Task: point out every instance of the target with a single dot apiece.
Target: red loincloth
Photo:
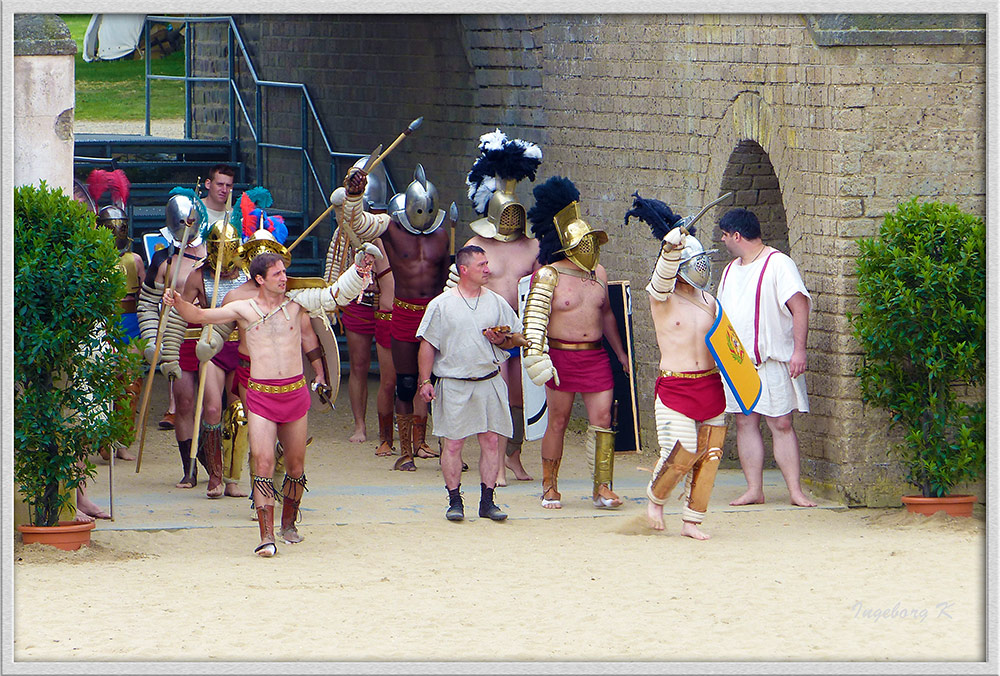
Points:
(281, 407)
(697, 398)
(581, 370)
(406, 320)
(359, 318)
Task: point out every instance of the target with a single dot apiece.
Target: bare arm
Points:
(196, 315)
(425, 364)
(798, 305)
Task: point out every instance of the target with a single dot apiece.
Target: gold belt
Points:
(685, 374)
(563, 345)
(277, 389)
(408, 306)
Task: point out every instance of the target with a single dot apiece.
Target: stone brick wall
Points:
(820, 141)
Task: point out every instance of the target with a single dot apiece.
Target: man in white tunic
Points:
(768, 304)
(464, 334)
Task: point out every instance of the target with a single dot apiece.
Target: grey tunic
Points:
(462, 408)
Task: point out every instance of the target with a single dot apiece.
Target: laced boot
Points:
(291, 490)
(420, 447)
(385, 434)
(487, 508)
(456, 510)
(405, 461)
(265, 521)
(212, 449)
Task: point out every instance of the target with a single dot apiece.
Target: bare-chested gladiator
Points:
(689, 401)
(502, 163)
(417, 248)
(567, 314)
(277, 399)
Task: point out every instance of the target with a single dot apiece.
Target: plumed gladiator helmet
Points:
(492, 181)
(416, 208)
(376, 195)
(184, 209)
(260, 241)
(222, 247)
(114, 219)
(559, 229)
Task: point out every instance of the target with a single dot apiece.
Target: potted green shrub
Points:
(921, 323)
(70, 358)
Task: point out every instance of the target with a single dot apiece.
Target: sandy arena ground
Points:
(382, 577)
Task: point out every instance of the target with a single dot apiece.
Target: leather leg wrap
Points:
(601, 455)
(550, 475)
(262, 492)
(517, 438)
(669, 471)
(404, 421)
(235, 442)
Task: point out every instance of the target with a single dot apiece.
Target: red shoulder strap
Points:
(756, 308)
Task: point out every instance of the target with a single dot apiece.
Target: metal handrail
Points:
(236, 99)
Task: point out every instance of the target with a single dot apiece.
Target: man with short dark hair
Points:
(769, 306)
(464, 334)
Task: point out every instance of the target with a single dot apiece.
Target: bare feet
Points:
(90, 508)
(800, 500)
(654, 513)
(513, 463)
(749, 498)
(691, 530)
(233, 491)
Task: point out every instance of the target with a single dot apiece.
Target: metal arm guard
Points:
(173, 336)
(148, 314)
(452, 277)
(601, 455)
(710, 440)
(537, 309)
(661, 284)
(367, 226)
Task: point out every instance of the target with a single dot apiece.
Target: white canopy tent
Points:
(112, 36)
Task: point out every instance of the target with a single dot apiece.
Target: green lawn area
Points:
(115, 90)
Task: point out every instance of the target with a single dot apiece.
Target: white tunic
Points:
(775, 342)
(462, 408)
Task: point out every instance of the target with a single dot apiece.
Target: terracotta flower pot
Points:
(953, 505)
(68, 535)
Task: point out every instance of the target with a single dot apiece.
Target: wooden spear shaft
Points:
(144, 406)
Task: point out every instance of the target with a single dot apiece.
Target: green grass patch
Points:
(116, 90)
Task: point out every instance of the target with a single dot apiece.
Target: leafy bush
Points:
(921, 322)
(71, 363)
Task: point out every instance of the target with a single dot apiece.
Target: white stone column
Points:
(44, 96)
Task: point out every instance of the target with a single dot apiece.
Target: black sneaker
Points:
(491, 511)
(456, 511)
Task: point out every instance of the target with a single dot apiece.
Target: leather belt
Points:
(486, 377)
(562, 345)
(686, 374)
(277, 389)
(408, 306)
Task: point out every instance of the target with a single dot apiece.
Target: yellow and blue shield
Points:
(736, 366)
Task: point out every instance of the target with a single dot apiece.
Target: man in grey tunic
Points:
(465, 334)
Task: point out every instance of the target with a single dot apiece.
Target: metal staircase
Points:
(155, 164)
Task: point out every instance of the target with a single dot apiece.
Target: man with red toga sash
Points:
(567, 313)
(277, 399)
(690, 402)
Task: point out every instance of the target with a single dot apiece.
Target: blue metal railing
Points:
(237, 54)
----------------------------------------
- _EXERCISE TASK_:
Reproduce the material in its entirety and word for word, without the pictures.

- _SOLUTION BELOW_:
Task: point out every instance of the target with a single dot apiece.
Target: red loincloth
Photo:
Points:
(281, 407)
(697, 398)
(581, 370)
(406, 320)
(359, 318)
Task: point out every instance of the target with a single dot apiece.
Target: bare arm
Points:
(196, 315)
(425, 364)
(798, 305)
Task: point out every instance of the target with a single dot apiece.
Target: gold belt
Points:
(685, 374)
(563, 345)
(277, 389)
(408, 306)
Task: point out every instance of the target with a single dot apiece.
Target: stone brick wall
Points:
(820, 141)
Task: point out every instance of the target with a single dot apiece.
Target: man in white tunic
Points:
(768, 304)
(464, 334)
Task: point out every instance of the target with a single dot apiece.
Target: grey tunic
Points:
(462, 408)
Task: point out every instance of the target with a single dot apiece.
Target: laced boot
Points:
(291, 490)
(420, 447)
(385, 434)
(487, 508)
(456, 510)
(405, 461)
(265, 521)
(212, 449)
Task: point out every instance of the target with a single dot apiece.
Target: bare-chested gladiator
Points:
(689, 401)
(502, 163)
(417, 248)
(567, 314)
(277, 399)
Task: point out every instance of the target with a single dot apiece.
Target: plumed gladiator helmet
Points:
(492, 181)
(416, 208)
(376, 195)
(184, 209)
(260, 241)
(222, 247)
(114, 219)
(559, 229)
Task: point out every instance of the target with a single dot apiece.
Target: potted green shrub
Points:
(921, 323)
(70, 358)
Task: point out every instance of the target with a single dot apiece.
Target: sandy arena ground
Points:
(382, 577)
Task: point out every instance of the target with a single dot apiece.
Target: leather leg wrap
Points:
(601, 455)
(550, 475)
(262, 492)
(517, 438)
(669, 471)
(404, 421)
(235, 442)
Task: point out every instance of the target with a single dot apiece.
Target: red shoulder strap
Points:
(756, 308)
Task: point out every instance of the target with a single dot apiece.
Target: metal handrail
Points:
(236, 99)
Task: point out every instance of the target with a single dot apiece.
Target: man with short dark hair
Points:
(769, 306)
(464, 334)
Task: point out every instance of the target with a single dot apiece.
Target: bare feet
Points:
(90, 508)
(800, 500)
(654, 513)
(513, 463)
(749, 498)
(691, 530)
(233, 491)
Task: point out every instance of the target with a single dot apiece.
Target: metal arm guard
Points:
(173, 336)
(148, 314)
(452, 277)
(601, 455)
(710, 440)
(537, 309)
(661, 284)
(367, 226)
Task: point out every instance of the target with a single dot apiece.
Target: white canopy tent
Points:
(112, 36)
Task: point out every instance of the target with a single dot apiece.
Target: green lawn area
Points:
(115, 90)
Task: point out every instance of the target with a single dot apiece.
Target: white tunic
Points:
(775, 342)
(462, 408)
Task: point out every instance of the target with a single dot apiece.
Target: terracotta flower pot
Points:
(953, 505)
(68, 535)
Task: point out every instance of the target with a single dot apiece.
Target: wooden spear shaft
Points:
(144, 406)
Task: point out every instance of the target with a single dot apiece.
Target: green grass patch
Points:
(116, 90)
Task: point out every instance of the target with a single dot apiece.
Target: leafy bush
Points:
(921, 322)
(71, 363)
Task: point out every instance of the target with a single dot apiece.
Target: white stone column
Points:
(44, 96)
Task: point out every instance of the target with a single dot apiece.
Target: black sneaker
Points:
(491, 511)
(456, 511)
Task: point out every instance of the target with a single dot apiece.
Target: leather belt
Points:
(486, 377)
(562, 345)
(686, 374)
(277, 389)
(408, 306)
Task: point out every instance of the target with a single dot apiece.
Target: yellow and blue shield
Points:
(736, 366)
Task: point out every instance of the target with a single dot apiece.
Target: man in grey tunic
Points:
(465, 334)
Task: point out every instance of the target with a single dot apiece.
Target: metal staircase
Points:
(155, 164)
Task: point out every instance of the target with a single dot apiece.
Target: man with red toga sash
Points:
(567, 313)
(277, 399)
(690, 402)
Task: point out every instance of the target with a single dot apiece.
Target: blue metal railing
Points:
(237, 54)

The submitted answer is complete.